───── SELECTED PASSAGE
KDTP, virtual and VHF digital channel 11, is a Daystar owned-and-operated television station licensed to Holbrook, Arizona, United States. The station is owned by Word of God Fellowship, a subsidiary of the Daystar Television Network. KDTP's offices are located in downtown Holbrook, and its transmitter is located northeast of the city.

Although KDTP is licensed as a full-power station, its broadcasting radius only covers the immediate Holbrook area. Therefore, it operates a low-powered translator station, KDPH-LD (channel 48) in Phoenix, which relays KDTP's programming to the Phoenix metropolitan area, as KDTP's signal is blocked by mountains and operates on only 3.2 kW.

History
An original construction permit for KDTP was issued on January 10, 2000 to Community Television Educators for a station to broadcast on channel 39, a non-commercial allocation in Phoenix. It replaced low-power K39BI (now KFPH-CD), which had been the local Daystar station, but had been moved to channel 35 and sold. The station was licensed on November 14, 2001, airing Daystar programming. In June 2006, the station was part of a facilities swap with KPHZ (now KTAZ), which moved the station from Phoenix channel 39 to Holbrook channel 11.
──────────
[GIVEN EXERCISE 1]:
Which lines of the records contain the word "blue"? Report each such line.
The KDTP station article and the records are unrelated material.
───── MATERIAL FOR THE TASK
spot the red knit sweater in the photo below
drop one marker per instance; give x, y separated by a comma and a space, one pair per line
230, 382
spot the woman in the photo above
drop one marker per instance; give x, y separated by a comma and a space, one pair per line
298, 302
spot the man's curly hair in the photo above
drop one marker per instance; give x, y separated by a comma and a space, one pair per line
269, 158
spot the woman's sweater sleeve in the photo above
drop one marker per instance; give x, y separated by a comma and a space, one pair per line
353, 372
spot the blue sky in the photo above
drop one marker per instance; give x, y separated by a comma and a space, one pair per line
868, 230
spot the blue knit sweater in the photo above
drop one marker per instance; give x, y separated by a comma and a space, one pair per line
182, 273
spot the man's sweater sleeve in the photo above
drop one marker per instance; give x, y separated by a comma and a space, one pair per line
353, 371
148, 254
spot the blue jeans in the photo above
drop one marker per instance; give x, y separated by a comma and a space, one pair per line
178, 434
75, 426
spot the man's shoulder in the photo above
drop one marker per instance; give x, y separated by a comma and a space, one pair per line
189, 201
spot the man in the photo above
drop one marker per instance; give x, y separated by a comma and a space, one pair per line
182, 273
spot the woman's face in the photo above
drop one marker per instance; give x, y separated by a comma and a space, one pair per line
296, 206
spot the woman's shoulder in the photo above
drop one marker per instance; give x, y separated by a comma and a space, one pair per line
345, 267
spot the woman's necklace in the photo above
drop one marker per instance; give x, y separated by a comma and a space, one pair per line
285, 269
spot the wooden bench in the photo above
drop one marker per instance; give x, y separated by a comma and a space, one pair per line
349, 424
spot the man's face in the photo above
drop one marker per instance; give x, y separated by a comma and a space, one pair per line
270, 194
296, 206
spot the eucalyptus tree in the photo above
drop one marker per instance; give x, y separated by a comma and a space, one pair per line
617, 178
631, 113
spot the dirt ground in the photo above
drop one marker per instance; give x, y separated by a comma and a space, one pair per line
──────────
[GIVEN EXERCISE 2]:
Can you go on with the KDTP station article, picking up after its final sentence?

[FINAL ANSWER 1]:
spot the blue sky in the photo above
spot the blue knit sweater in the photo above
spot the blue jeans in the photo above

[FINAL ANSWER 2]:
License swap
In 2004, NBC Telemundo, owner of a Class A LPTV station in Phoenix, KDRX-CA (now KDPH-LP), reached an agreement with KDTP that would allow the Telemundo network to secure a full-service station in order to compete on even terms with the leading Spanish-language station in town, Univision-owned KTVW-TV. NBC Telemundo would move its full-service station KPHZ channel 11 from Holbrook to Phoenix, taking the channel 39 allocation held by KDTP. In return, Daystar would move its full-service station KDTP channel 39 from Phoenix to Holbrook, taking the channel 11 allocation held by KPHZ. As compensation, NBC Telemundo would transfer KDRX-CA to Daystar, plus additional consideration, which turned out to be LPTV station KPHZ-LP (now KDTP-LP).

Complicating the issue was that KDTP was on a non-commercial reserved channel in Phoenix, and for the plan to go forward, the FCC would need to remove the non-commercial reservation from channel 39, something that it is extremely reluctant to do. Nevertheless, and in spite of Univision's objection, the FCC concluded that the addition of a competitive Spanish-language service outweighs the loss of a second non-commercial allocation, and approved of the plan  (text)  (PDF). By July 2006, the transfer was completed.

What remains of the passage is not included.